> SUPPLIED DATA:
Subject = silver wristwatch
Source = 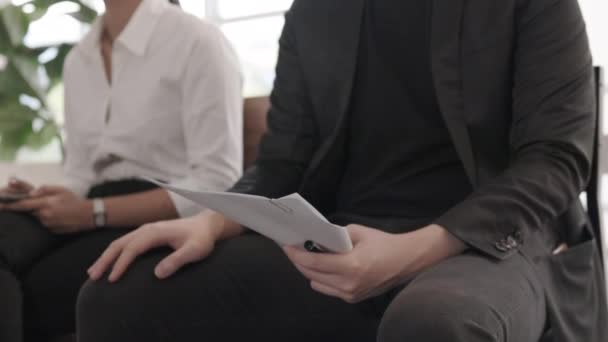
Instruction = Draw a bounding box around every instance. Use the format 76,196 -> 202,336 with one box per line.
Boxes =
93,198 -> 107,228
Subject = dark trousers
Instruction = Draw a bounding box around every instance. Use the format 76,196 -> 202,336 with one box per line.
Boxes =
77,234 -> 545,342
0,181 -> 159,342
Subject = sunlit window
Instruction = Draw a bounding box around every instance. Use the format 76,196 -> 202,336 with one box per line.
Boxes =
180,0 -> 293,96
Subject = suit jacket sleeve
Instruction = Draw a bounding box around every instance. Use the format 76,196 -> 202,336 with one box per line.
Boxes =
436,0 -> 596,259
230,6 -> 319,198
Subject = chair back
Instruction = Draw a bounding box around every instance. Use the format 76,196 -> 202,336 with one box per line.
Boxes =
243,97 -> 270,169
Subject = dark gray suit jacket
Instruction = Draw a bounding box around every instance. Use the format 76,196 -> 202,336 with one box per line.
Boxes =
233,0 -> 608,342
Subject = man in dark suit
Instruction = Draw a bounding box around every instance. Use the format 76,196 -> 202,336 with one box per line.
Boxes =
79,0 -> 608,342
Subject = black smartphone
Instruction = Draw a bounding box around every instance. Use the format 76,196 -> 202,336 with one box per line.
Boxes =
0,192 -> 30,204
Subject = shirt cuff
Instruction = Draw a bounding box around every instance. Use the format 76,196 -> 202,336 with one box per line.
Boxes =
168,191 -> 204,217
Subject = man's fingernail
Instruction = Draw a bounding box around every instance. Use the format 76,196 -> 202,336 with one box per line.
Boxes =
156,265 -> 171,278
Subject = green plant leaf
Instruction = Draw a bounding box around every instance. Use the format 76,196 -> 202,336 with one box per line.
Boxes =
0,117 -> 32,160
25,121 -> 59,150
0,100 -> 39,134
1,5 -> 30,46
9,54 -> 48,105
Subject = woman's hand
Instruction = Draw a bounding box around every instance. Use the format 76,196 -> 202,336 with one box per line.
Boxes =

> AIM OF THE EXERCISE: Render every line of the records above as a numbered list, leaving out blank lines and the picture.

> EXERCISE RESPONSE:
1. Subject = silver wristwatch
2. Source = 
3. Instruction = Draw a bounding box around every instance. Use the format 76,196 -> 202,336 with one box per line.
4. Boxes =
5. 93,198 -> 107,228
6. Subject = dark trousers
7. Instruction = Draw a bounding box around every instance. Use the format 76,196 -> 202,336 with one box per line.
8. Boxes =
9. 77,234 -> 545,342
10. 0,181 -> 159,342
11. Subject = sunlit window
12. Instruction = Draw a bounding box around every instance. Use the format 76,196 -> 202,336 with one box per line.
13. Boxes =
14. 180,0 -> 293,96
15. Subject = suit jacket sleeve
16. Instruction = Draw a bounding box around every instance. Use the format 76,196 -> 202,336 with one box per line.
17. Boxes =
18. 436,0 -> 596,259
19. 230,6 -> 319,198
20. Subject = chair back
21. Instruction = Draw a bounding box around every instance. Use the format 76,196 -> 202,336 with one box per line.
22. Boxes =
23. 243,97 -> 270,169
24. Subject = dark gray suit jacket
25. Instruction = Draw a bounding box around every instance. Use the format 76,196 -> 202,336 with one box per line.
26. Boxes =
27. 233,0 -> 608,342
28. Subject = man in dark suit
29. Instruction = Draw a bounding box around every instance. Use the format 76,196 -> 202,336 with one box per line.
30. Boxes =
31. 79,0 -> 608,342
32. Subject = black smartphone
33. Instruction = Draw a bounding box around every instance. Use the format 76,196 -> 202,336 with one box per line.
34. Boxes =
35. 0,192 -> 30,204
36. Subject = shirt cuff
37. Instruction = Draw a bounding box around every instance. Use the format 76,196 -> 202,336 with one box per line.
38. Boxes =
39. 168,191 -> 204,217
40. Subject = man's fingernail
41. Instruction = Draw a bounding box around every instance. Use the format 76,196 -> 202,336 with one box per line.
42. Boxes =
43. 156,265 -> 171,278
44. Subject = green plant leaf
45. Instruction = Draw a bounding box around every instance. Use the format 76,196 -> 202,336 with one box per line.
46. Boxes =
47. 0,117 -> 32,160
48. 25,121 -> 59,150
49. 0,100 -> 39,134
50. 1,5 -> 30,46
51. 9,54 -> 48,105
52. Subject = woman's hand
53. Instruction = Draw a bounding box around every instance. Use the format 76,196 -> 202,336 with one box per line.
54. Boxes =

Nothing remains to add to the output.